Return only the count of lines in the listing below where the word "people" appears.

DATA FOR THE TASK Start Marker

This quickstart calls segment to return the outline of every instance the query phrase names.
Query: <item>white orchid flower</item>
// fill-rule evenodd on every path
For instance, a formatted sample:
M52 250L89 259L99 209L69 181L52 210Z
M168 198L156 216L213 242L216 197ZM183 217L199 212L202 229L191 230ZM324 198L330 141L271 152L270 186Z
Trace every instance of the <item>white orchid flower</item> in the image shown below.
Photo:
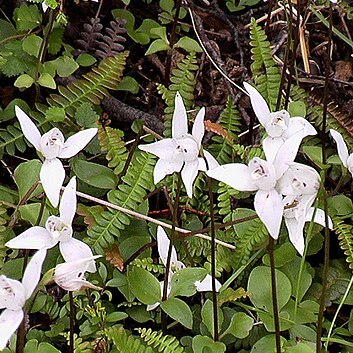
M85 272L88 271L92 261L99 257L101 255L57 265L54 270L54 281L61 288L70 292L79 291L83 288L100 290L100 287L95 286L85 279Z
M186 109L179 92L175 95L175 110L172 120L172 138L166 138L148 145L141 145L143 151L156 155L159 160L154 167L154 183L160 182L166 175L181 171L181 178L187 195L192 197L192 186L199 170L205 170L205 161L199 158L201 141L205 132L205 108L202 108L192 127L192 134L188 133L188 119ZM218 162L207 151L203 154L208 169L218 166Z
M347 145L339 132L331 129L330 134L336 141L338 156L340 157L342 164L349 170L349 172L353 176L353 153L348 153Z
M60 217L50 216L45 228L31 227L5 245L12 249L50 249L59 243L60 252L66 262L93 257L92 250L87 244L72 237L72 221L76 208L76 177L73 177L61 197ZM96 271L93 260L87 271Z
M317 224L326 226L325 212L320 208L311 207L315 201L316 194L314 195L299 195L299 196L286 196L283 199L284 206L291 206L284 210L283 216L287 226L289 240L297 249L300 255L304 253L304 225L306 222L313 221ZM314 217L314 218L313 218ZM328 227L333 228L332 220L328 217Z
M312 167L288 162L288 169L278 180L277 190L282 195L315 195L320 189L320 175Z
M26 139L45 158L39 177L49 201L57 207L60 188L65 179L65 170L59 158L71 158L76 155L86 147L98 130L91 128L79 131L66 141L57 128L41 136L36 125L20 107L15 106L15 111Z
M253 86L244 82L244 87L260 124L267 132L263 140L267 161L274 160L280 147L290 137L297 136L300 144L304 137L317 134L315 128L302 117L291 118L286 110L271 113L266 101Z
M165 267L167 267L167 258L168 258L170 240L168 238L167 233L164 231L164 229L161 226L159 226L157 228L157 246L158 246L159 257L161 258L163 265ZM171 257L170 257L170 267L169 267L169 273L168 273L168 283L167 283L167 298L169 297L169 294L172 289L173 275L177 271L179 271L183 268L185 268L185 265L181 261L178 260L175 247L172 246L172 252L171 252ZM212 290L212 282L210 281L209 278L211 278L211 280L212 280L212 277L210 275L206 275L206 277L203 281L201 281L201 282L196 281L195 282L196 290L198 292L205 292L205 291ZM164 281L159 282L159 284L161 286L161 292L163 293ZM221 287L221 284L219 283L219 281L216 280L217 291L219 290L220 287ZM147 311L154 310L155 308L157 308L159 306L159 304L160 304L160 302L156 302L154 304L147 305Z
M46 12L48 10L48 5L45 3L45 1L42 2L42 9L43 9L43 12Z
M265 224L270 236L278 238L282 216L282 196L277 191L278 179L282 177L295 159L300 145L296 136L284 142L273 163L255 157L249 165L230 163L207 172L211 178L222 181L239 191L257 191L254 208Z
M0 315L0 351L23 320L23 307L39 282L45 256L46 250L39 250L33 255L22 282L0 276L0 309L5 309Z

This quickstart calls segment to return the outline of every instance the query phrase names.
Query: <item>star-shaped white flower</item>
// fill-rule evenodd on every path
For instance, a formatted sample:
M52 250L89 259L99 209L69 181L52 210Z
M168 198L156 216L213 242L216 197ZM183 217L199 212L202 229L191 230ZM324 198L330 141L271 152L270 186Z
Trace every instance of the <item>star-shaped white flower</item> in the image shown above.
M188 119L183 99L177 92L175 95L175 110L172 121L172 138L166 138L148 145L140 145L143 151L156 155L159 160L154 168L154 183L160 182L166 175L181 171L181 177L187 195L192 197L192 186L199 170L205 170L205 161L199 158L201 141L205 133L205 108L202 108L192 127L192 134L188 133ZM218 166L215 158L207 151L203 154L208 169Z
M157 245L158 245L159 257L161 258L163 265L167 267L167 258L168 258L170 240L168 238L167 233L164 231L164 229L161 226L157 228ZM173 275L177 271L183 268L185 268L185 265L178 260L175 247L172 246L172 253L170 257L170 267L169 267L169 273L168 273L167 298L169 297L169 294L172 289ZM161 286L161 292L163 292L164 281L159 282L159 284ZM211 291L212 277L210 275L206 275L206 277L202 281L195 282L195 287L198 292ZM218 291L220 288L221 288L221 284L219 283L218 280L216 280L216 290ZM147 305L147 311L154 310L159 306L159 304L160 302L156 302L154 304Z
M0 309L4 309L0 315L0 351L23 320L23 307L39 282L45 256L46 250L39 250L33 255L22 282L0 276Z
M273 163L255 157L249 165L230 163L207 172L211 178L222 181L239 191L257 191L254 208L272 238L277 239L281 227L284 206L276 186L277 181L295 159L299 145L296 136L286 140L282 148L271 158Z
M76 207L76 177L73 177L61 197L60 217L50 216L46 221L45 228L31 227L5 245L12 249L50 249L59 243L60 252L67 262L92 258L91 248L84 242L72 237L72 221L76 213ZM90 262L87 271L96 271L93 260Z
M339 132L331 129L330 134L337 143L337 152L342 164L349 170L349 172L353 176L353 153L348 153L347 145Z
M320 208L311 207L315 201L316 194L314 195L299 195L299 196L286 196L283 199L284 206L293 205L284 210L283 216L287 226L289 240L297 249L300 255L304 253L304 225L306 222L313 221L317 224L326 226L325 212ZM313 218L314 216L314 218ZM332 220L328 217L328 227L333 228Z
M99 257L101 255L57 265L54 270L54 281L61 288L70 292L83 288L101 289L85 279L85 272L88 271L92 261Z
M279 148L290 137L295 135L301 142L304 137L317 134L315 128L302 117L291 118L286 110L271 113L266 101L253 86L244 82L244 87L260 124L267 132L262 142L267 161L274 160Z
M38 128L18 106L15 106L16 116L27 140L45 158L40 170L40 180L49 201L54 207L59 203L60 188L65 179L65 170L59 158L71 158L97 134L96 128L79 131L66 141L57 128L53 128L41 136Z

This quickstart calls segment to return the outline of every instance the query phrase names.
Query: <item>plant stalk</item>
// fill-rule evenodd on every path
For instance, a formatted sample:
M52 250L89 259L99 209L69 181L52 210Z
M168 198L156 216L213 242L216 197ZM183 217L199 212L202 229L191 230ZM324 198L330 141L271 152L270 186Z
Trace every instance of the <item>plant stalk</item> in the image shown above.
M70 301L70 338L69 338L69 353L74 353L74 332L75 332L75 305L74 297L71 291L69 291Z

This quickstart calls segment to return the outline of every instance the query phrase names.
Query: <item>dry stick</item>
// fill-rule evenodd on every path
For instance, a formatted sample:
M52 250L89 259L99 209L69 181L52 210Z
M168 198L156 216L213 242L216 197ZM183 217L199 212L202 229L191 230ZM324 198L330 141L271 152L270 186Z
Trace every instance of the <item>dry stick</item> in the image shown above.
M175 194L174 204L173 204L173 221L172 221L172 234L171 239L169 242L169 249L168 249L168 256L167 256L167 263L165 265L165 275L164 275L164 283L163 283L163 295L162 295L162 302L167 300L168 297L168 284L169 284L169 273L170 273L170 265L172 259L172 251L173 251L173 238L175 234L175 227L178 221L178 208L179 208L179 197L181 191L181 173L178 173L178 182L177 182L177 191ZM162 309L161 314L161 325L162 331L164 334L167 333L167 315Z
M105 207L109 207L109 208L112 208L114 210L117 210L117 211L120 211L120 212L123 212L123 213L126 213L130 216L133 216L133 217L136 217L136 218L140 218L140 219L143 219L147 222L152 222L154 224L157 224L159 226L162 226L164 228L168 228L168 229L172 229L172 225L168 224L168 223L165 223L165 222L162 222L162 221L159 221L158 219L155 219L155 218L152 218L152 217L149 217L149 216L145 216L141 213L138 213L138 212L135 212L135 211L132 211L132 210L129 210L127 208L124 208L124 207L120 207L118 205L114 205L113 203L110 203L108 201L104 201L104 200L101 200L101 199L98 199L96 197L93 197L91 195L88 195L88 194L85 194L83 192L80 192L80 191L76 191L76 195L79 196L79 197L82 197L86 200L90 200L92 202L95 202L97 204L100 204L102 206L105 206ZM190 232L188 231L187 229L183 229L183 228L179 228L179 227L175 227L175 231L177 231L178 233L182 233L182 234L186 234L186 236L188 236L188 234L192 233L192 235L195 235L196 237L199 237L199 238L202 238L202 239L206 239L206 240L211 240L211 237L205 235L205 234L194 234L193 232ZM228 244L224 241L221 241L221 240L218 240L216 239L216 243L217 244L220 244L220 245L223 245L229 249L232 249L234 250L235 249L235 246L234 245L231 245L231 244Z
M322 144L322 163L326 164L326 118L327 118L327 106L328 106L328 84L330 75L330 57L331 57L331 45L332 45L332 3L329 2L329 35L327 44L327 58L326 58L326 72L325 72L325 86L324 86L324 105L322 114L322 132L321 132L321 144ZM321 352L321 336L322 336L322 324L324 319L325 310L325 295L328 287L328 270L329 270L329 260L330 260L330 231L328 227L328 214L327 214L327 195L325 191L325 179L326 179L326 169L323 170L324 175L324 212L325 212L325 247L324 247L324 266L322 273L322 292L320 297L320 309L318 315L317 323L317 333L316 333L316 352Z
M74 353L74 331L75 331L75 306L72 292L69 291L70 301L70 341L69 341L69 353Z

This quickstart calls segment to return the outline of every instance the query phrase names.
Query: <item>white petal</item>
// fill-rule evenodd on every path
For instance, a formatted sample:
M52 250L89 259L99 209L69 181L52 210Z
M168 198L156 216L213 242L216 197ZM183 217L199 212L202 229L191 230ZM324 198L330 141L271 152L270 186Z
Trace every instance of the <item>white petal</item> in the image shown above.
M217 162L216 158L214 158L212 156L212 154L210 152L203 150L203 155L205 156L205 159L207 161L208 170L215 169L215 168L219 167L219 163Z
M159 305L160 305L160 302L156 302L154 304L149 304L149 305L147 305L146 310L147 311L154 310L154 309L158 308Z
M60 188L65 179L65 170L59 159L46 159L40 170L40 181L50 203L57 207L59 203Z
M42 265L47 255L47 250L42 249L37 251L31 258L31 261L28 263L26 270L23 274L22 284L25 289L25 298L26 300L32 295L34 289L37 287L37 284L40 279L42 272Z
M91 128L77 132L70 136L64 143L64 148L60 151L59 158L70 158L83 150L86 145L97 134L98 129Z
M50 249L56 245L50 233L43 227L35 226L25 230L5 245L11 249Z
M0 315L0 351L2 351L11 336L23 320L23 310L4 310Z
M6 276L0 276L0 309L22 310L26 302L23 284Z
M186 188L187 195L192 198L192 188L199 170L199 161L194 159L193 161L185 162L183 169L181 170L181 178Z
M305 221L306 222L311 222L311 220L313 218L314 210L315 210L314 207L310 207L310 209L307 212L306 217L305 217ZM333 223L332 223L331 217L330 216L327 216L327 217L328 217L328 227L329 227L329 229L332 230L333 229ZM326 227L325 212L321 208L317 208L316 209L314 222L317 223L317 224L322 225L323 227Z
M302 118L302 117L294 117L289 119L288 129L283 133L285 138L290 138L297 132L303 133L303 138L306 136L314 136L317 134L314 126L311 123Z
M204 118L205 118L205 108L201 108L201 110L197 113L194 125L192 127L192 137L197 142L197 145L201 146L201 141L203 135L205 133L205 125L204 125Z
M283 216L282 197L276 190L259 190L254 200L255 211L273 239L277 239Z
M303 256L305 247L303 235L304 223L298 222L294 218L285 218L284 221L288 229L290 242L293 244L299 254Z
M281 137L267 136L262 141L262 146L265 152L266 160L272 163L280 147L283 145L284 140Z
M222 181L240 191L255 191L258 187L251 179L250 169L245 164L230 163L209 170L206 173L213 179Z
M40 151L40 138L41 134L37 126L29 118L29 116L17 105L15 106L15 112L18 121L21 125L21 130L25 135L26 139L33 145L33 147Z
M177 162L183 160L183 154L177 151L178 146L179 143L176 139L167 138L147 145L139 145L139 149L152 153L158 158Z
M270 109L262 95L256 88L244 82L244 87L250 95L252 108L262 126L265 126L270 115Z
M180 138L188 132L188 117L183 102L183 98L179 92L175 95L175 108L172 120L172 136L173 138Z
M59 243L60 252L66 262L74 262L82 259L93 258L91 248L81 240L71 238ZM96 272L94 259L90 260L87 267L88 272Z
M168 238L167 233L164 231L164 229L161 226L158 226L157 228L157 246L158 246L159 257L161 258L163 265L167 266L170 240ZM179 262L177 253L176 253L175 247L172 246L172 253L170 257L171 268L177 265L177 262Z
M303 139L303 132L298 132L283 143L278 150L273 165L276 169L277 179L288 169L288 163L293 162L297 156L299 146Z
M196 290L198 292L211 292L212 291L212 276L207 274L202 281L195 282ZM219 292L222 284L216 279L216 292Z
M184 162L173 162L164 159L159 159L153 170L154 183L159 183L166 175L180 172Z
M61 196L60 200L60 218L66 224L72 224L77 208L76 199L76 177L71 178Z
M337 143L337 152L340 160L342 161L342 164L347 167L348 148L343 140L342 135L333 129L330 130L330 134Z

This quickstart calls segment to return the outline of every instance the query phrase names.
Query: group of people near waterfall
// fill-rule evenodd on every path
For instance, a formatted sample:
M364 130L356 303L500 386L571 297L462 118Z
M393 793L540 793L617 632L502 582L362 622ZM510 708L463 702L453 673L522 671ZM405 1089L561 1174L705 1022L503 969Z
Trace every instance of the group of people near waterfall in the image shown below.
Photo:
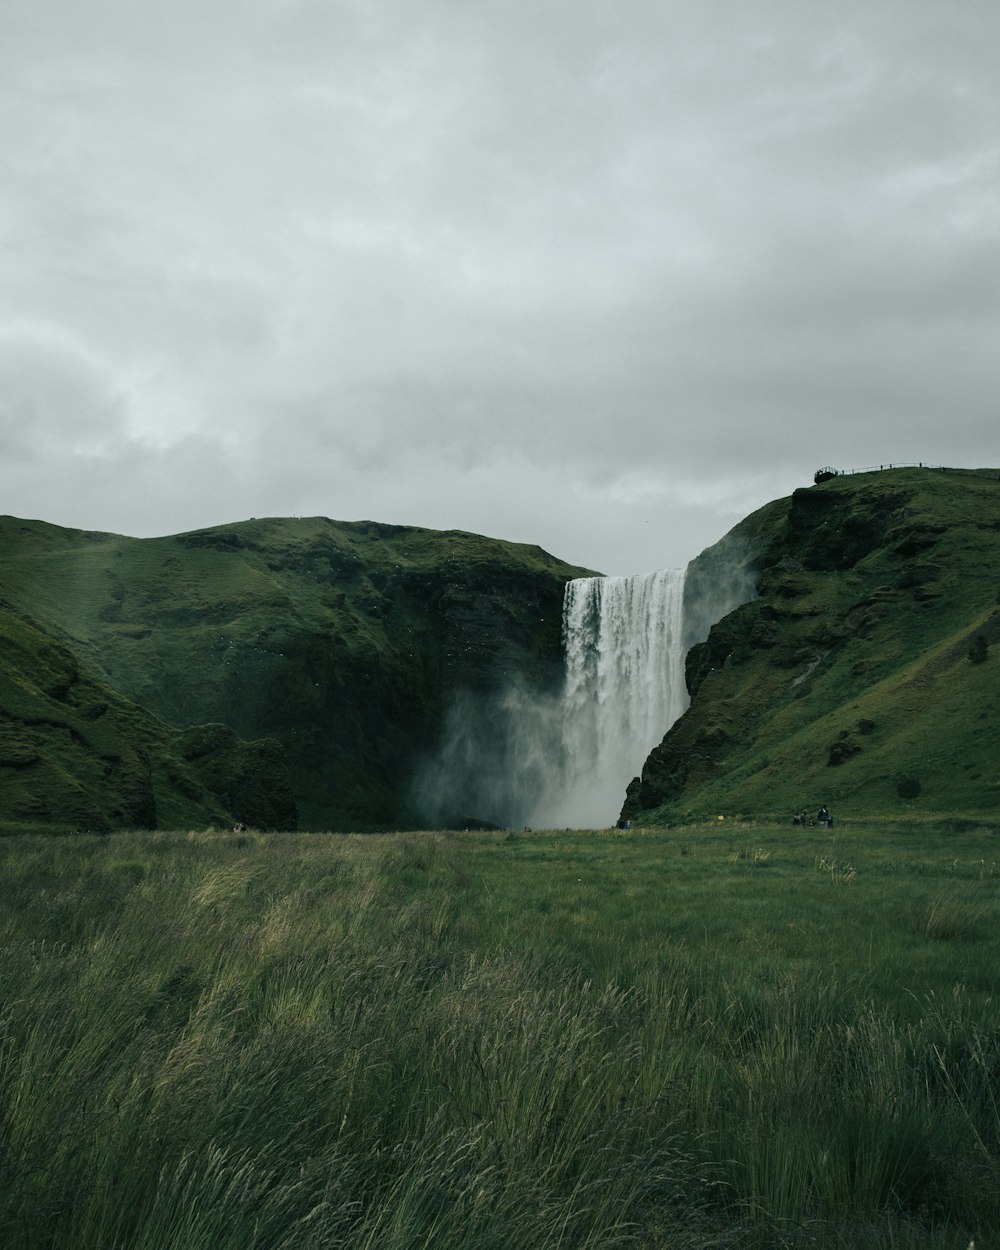
M830 809L824 803L816 813L815 820L807 820L804 811L798 811L792 817L793 825L825 825L827 829L833 828L833 817L830 815Z

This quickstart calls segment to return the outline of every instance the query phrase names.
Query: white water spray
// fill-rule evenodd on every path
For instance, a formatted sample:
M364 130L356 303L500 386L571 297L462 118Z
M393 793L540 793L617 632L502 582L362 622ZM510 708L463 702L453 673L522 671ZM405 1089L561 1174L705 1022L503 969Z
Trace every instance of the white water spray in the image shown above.
M625 787L687 707L684 570L586 577L563 601L562 776L532 811L541 827L614 823Z
M558 694L465 695L414 801L433 823L607 828L687 706L683 570L571 581Z

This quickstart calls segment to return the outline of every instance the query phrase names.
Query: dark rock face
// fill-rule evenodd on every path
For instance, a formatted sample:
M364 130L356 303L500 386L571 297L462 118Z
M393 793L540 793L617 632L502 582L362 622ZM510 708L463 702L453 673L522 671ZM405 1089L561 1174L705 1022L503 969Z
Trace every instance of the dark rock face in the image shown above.
M823 491L797 490L788 511L784 554L807 569L853 568L885 541L903 499L898 491L859 497L850 479Z

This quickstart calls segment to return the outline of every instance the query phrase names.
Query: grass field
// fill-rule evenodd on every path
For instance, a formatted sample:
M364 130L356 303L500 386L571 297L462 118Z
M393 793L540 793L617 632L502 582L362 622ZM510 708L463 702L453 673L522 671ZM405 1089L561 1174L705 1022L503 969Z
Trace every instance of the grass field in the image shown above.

DATA FOR THE TASK End Marker

→ PROBLEM SOLUTION:
2